INSTRUCTIONS TO FOLLOW ::
The entries are to be reproduced word for word, with all images left out.

══ RAW DATA

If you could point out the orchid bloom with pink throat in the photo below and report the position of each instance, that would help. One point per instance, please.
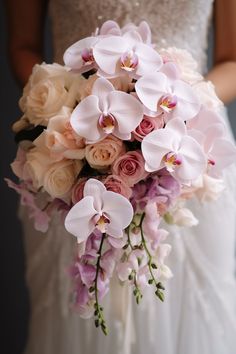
(163, 92)
(173, 149)
(100, 209)
(106, 111)
(126, 55)
(80, 55)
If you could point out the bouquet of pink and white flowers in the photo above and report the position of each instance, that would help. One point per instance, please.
(116, 141)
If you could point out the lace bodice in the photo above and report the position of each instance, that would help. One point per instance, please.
(180, 23)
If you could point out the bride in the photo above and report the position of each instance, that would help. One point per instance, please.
(199, 314)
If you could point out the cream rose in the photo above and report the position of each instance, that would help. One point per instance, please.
(102, 154)
(116, 184)
(59, 178)
(49, 88)
(36, 165)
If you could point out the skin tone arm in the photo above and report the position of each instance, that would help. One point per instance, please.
(223, 74)
(26, 20)
(25, 35)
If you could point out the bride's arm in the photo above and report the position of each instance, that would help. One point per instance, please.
(223, 74)
(25, 35)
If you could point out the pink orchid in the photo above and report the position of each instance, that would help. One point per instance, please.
(126, 55)
(106, 111)
(143, 29)
(173, 149)
(99, 209)
(162, 94)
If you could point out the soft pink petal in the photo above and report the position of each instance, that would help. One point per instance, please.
(193, 160)
(111, 28)
(101, 89)
(84, 119)
(155, 146)
(78, 221)
(126, 109)
(108, 51)
(120, 212)
(171, 71)
(151, 88)
(148, 59)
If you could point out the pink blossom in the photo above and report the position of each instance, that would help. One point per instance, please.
(99, 209)
(106, 111)
(173, 149)
(162, 94)
(147, 125)
(78, 190)
(130, 167)
(126, 55)
(118, 185)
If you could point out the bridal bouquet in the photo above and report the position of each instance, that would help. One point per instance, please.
(116, 141)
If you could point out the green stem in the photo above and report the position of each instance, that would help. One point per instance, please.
(98, 309)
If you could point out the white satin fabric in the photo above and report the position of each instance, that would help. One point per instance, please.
(199, 313)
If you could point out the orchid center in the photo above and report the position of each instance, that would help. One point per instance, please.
(211, 162)
(129, 61)
(107, 122)
(101, 223)
(167, 103)
(87, 56)
(171, 161)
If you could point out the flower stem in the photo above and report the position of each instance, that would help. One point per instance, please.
(99, 320)
(151, 265)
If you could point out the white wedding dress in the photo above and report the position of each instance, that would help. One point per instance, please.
(199, 313)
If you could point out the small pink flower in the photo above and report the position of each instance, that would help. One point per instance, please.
(147, 125)
(105, 112)
(130, 167)
(78, 190)
(116, 184)
(101, 210)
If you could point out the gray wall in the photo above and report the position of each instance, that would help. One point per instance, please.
(14, 303)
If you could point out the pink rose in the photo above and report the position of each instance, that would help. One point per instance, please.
(130, 167)
(147, 125)
(78, 190)
(116, 184)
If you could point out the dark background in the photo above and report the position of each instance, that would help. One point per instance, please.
(14, 304)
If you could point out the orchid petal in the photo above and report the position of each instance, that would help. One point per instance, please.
(155, 146)
(120, 212)
(150, 88)
(126, 109)
(101, 89)
(78, 221)
(111, 28)
(193, 159)
(84, 119)
(72, 56)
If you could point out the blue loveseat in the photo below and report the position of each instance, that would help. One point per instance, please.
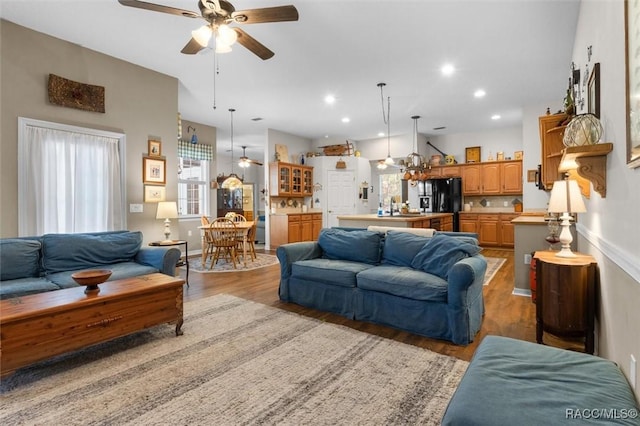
(32, 265)
(430, 286)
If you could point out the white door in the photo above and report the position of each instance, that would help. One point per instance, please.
(341, 195)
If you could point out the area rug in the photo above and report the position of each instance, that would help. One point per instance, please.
(493, 265)
(262, 260)
(238, 362)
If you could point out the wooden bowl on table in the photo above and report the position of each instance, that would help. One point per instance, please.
(91, 278)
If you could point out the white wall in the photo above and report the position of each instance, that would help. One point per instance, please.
(609, 230)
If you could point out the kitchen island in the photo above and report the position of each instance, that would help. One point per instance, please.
(438, 221)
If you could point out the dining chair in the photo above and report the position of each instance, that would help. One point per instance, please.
(221, 238)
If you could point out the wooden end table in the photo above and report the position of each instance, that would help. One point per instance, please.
(40, 326)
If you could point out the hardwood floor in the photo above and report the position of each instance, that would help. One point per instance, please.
(506, 314)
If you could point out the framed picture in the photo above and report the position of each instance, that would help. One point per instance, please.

════

EXERCISE SOLUTION ::
If you could point out the orchid bloom with pink throat in the photo below and report the position of each instance, that would help. One point per instance, please.
(163, 92)
(173, 149)
(100, 209)
(106, 111)
(126, 55)
(80, 55)
If you could point out the bouquet of pink and white flowers in the photo above and report the position of each instance, that would help. One point per instance, please.
(116, 141)
If you could point out the lace bodice in the photo above and report the position of each instance, that would help. One point per instance, please.
(180, 23)
If you could point out the bride in the photo above and report the position of each instance, that would help. One point per instance, please.
(199, 314)
If you could point out the cream rose in the photo above and report the position of each instance, that would help. One point per instance, please.
(102, 154)
(116, 184)
(59, 178)
(49, 88)
(36, 165)
If you could point out the skin tone arm in the photo above and report the position of each instance, that would help. One point per instance, please.
(223, 74)
(26, 20)
(25, 35)
If you could point out the bride's arm in the photo above and report the position of each instance, that would help. One point per instance, please.
(223, 74)
(25, 35)
If you could point out the pink orchid in the photo above and report the position of each instance, that would help. One point per instance, please.
(126, 55)
(106, 111)
(143, 29)
(173, 149)
(99, 209)
(162, 94)
If you could point out the soft pink petal in the photo above and report the position of each instance, that would help. One point per instance, please.
(193, 160)
(111, 28)
(101, 89)
(84, 119)
(155, 146)
(78, 221)
(126, 109)
(108, 51)
(120, 212)
(171, 71)
(151, 88)
(148, 59)
If you could point out the pink blossom in the photo above and report the position of each instance, that would help. One point per instance, please.
(99, 209)
(106, 111)
(173, 149)
(162, 94)
(147, 125)
(78, 190)
(130, 167)
(126, 55)
(118, 185)
If you could point out the bridal bouquet in the photo above and report the position of each instance, that would help. One point per instance, please.
(116, 141)
If you could point out the green stem in the photo above and report the position of each instance, that would help. One point per instance, please.
(98, 309)
If you could point out the white satin fabric in the photo above and report the position of each instance, that would help. One point per instance, please.
(199, 313)
If you could point out the orchid center in the photo above and report the position of each instance, that would help. One point per instance, please.
(211, 162)
(129, 61)
(107, 122)
(101, 223)
(167, 103)
(87, 56)
(171, 161)
If you could point out the flower stem in the photo above and report the position of each instance, that would help. One point per instance, please.
(99, 320)
(151, 265)
If you could point out the white wedding dress in the photo above and report the position of each instance, that would help. One point per instance, please.
(199, 313)
If you could point out the small pink flower in the photo above and report the position of each instance, that would help. One point per instance, please.
(147, 125)
(105, 112)
(130, 167)
(78, 190)
(116, 184)
(101, 210)
If you could point out the gray wall in the photo above and report the position of each instance, that would help. One point per instance, please.
(14, 303)
If you could point out the pink rose in the photo above and report the position of each instance, that would help. One point per instance, please.
(130, 167)
(147, 125)
(78, 190)
(116, 184)
If you could point out the dark background in the photo above and report the position of each instance, that would help. One point per instance, please.
(14, 304)
If you could point out the orchid petal in the photo above and report the position of each instance, that would help. One point per instance, please.
(155, 146)
(120, 212)
(150, 88)
(126, 109)
(101, 89)
(78, 221)
(111, 28)
(193, 159)
(84, 119)
(72, 56)
If you could point out the blue loveseat in the photo below and report the position of each instance, that would help. One point per instance, please.
(32, 265)
(430, 286)
If you could point out the white door in the photo above and report the position of each instance, that would help. One point per instance, please.
(341, 195)
If you could point out the area rug in the photo above and report the position of each instance, that would help. One point per instance, please.
(493, 265)
(262, 260)
(238, 362)
If you could point out the wooden bowl on table in the photo above and report the position of each instance, that would help. One point per instance, please.
(91, 278)
If you could point out the white wall in the photo above and report the position of each instance, that would help. One point per instance, please.
(609, 230)
If you could point out the kitchen island in the photo above and report the position of each instance, that would help. One point per instance, please.
(438, 221)
If you could point out the dining chair in the photo above and report the position of each instance, that would help. One point per instance, please.
(221, 238)
If you could point out the wooden end table in the photo above and report the position of each instance, that would help. One point per instance, please.
(40, 326)
If you could point out the hardwood floor in the photo above and report the position of each instance, that would help. One point per instance, please.
(506, 314)
If you could point out the framed picture in the photo above and report the position of each instance, that would help. One point per instance, please.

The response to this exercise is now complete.